TASK DETAILS =>
Condense the paragraph in the exchange below that begins "Let me agree with the hon. Lady" into a short bulleted list, keeping its main facts.

EXTRACT =>

※

Let me agree with the hon. Lady about the huge importance of the national health service, which benefits Northern Ireland enormously, and the enormous importance of access to supplies of medicines, both through the Republic of Ireland and from the rest of the UK. It is important that Northern Ireland’s position and the supply of goods to Northern Ireland are protected by the protocol and that unfettered access is delivered both in terms of north-south movements and of access to the rest of the United Kingdom, which provides crucial support to Northern Ireland.

May I wish you a happy first anniversary in the Chair, Mr Speaker?

Criminality, smuggling and modern slavery, as my hon. Friend knows, cannot be the winners in a no-deal Brexit scenario at the end of this year. Can he assure me that the importance of these issues with regard to Northern Ireland is well understood at the heart of Government, and that he and the Secretary of State are doing all they can to combat them?

Absolutely. I recognise that the Chair of the Select Committee is doing an important inquiry into these issues. I have written to him with some initial written evidence, and I look forward to giving more detailed evidence in due course.

※

LISTED ENTRIES =>
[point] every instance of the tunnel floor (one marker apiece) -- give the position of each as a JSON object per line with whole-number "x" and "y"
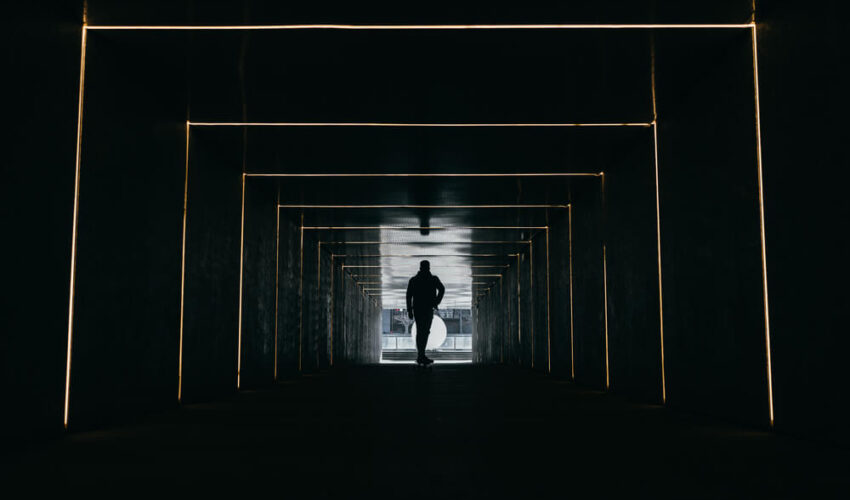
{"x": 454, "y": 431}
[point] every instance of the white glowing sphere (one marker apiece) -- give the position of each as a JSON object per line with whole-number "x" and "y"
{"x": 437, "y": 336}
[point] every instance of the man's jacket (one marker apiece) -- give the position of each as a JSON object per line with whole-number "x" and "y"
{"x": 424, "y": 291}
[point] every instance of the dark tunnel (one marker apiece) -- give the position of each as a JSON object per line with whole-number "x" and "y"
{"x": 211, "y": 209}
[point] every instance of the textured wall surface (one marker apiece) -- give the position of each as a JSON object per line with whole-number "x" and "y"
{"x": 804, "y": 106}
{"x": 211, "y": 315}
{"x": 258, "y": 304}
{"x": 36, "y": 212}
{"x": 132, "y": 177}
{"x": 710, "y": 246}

※

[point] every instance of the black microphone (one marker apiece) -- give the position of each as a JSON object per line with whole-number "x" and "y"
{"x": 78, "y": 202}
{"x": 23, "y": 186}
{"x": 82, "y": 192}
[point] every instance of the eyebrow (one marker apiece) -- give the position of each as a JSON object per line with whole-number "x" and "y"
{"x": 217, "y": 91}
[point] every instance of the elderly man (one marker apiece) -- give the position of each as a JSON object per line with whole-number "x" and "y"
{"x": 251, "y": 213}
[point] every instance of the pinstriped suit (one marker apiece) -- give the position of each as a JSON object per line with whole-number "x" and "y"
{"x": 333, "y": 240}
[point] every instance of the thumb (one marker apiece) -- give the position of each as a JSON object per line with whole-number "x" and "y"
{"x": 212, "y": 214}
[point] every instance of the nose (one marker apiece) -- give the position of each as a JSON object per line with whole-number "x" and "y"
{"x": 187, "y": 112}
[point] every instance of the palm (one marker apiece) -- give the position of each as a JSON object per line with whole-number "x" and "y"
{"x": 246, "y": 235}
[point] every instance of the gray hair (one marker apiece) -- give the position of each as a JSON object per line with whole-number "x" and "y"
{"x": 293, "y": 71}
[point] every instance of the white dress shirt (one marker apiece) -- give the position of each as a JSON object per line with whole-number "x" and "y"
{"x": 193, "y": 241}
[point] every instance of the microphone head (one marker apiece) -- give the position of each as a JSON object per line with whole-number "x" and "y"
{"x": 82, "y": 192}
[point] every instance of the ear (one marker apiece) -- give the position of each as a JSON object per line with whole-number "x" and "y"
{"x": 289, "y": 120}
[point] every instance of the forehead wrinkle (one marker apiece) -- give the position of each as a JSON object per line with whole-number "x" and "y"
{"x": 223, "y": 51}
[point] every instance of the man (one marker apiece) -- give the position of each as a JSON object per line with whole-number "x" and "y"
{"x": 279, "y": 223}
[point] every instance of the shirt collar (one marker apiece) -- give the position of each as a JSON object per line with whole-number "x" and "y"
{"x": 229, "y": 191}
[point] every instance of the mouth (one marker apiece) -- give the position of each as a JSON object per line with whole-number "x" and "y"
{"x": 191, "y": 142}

※

ANSWER TO THIS EXERCISE =>
- The national health service is hugely important and benefits Northern Ireland enormously.
- Access to medicine supplies, both through the Republic of Ireland and from the rest of the UK, is enormously important.
- The protocol must protect Northern Ireland's position and the supply of goods to it.
- Unfettered access must be delivered for north-south movements and for access to the rest of the United Kingdom, which gives Northern Ireland crucial support.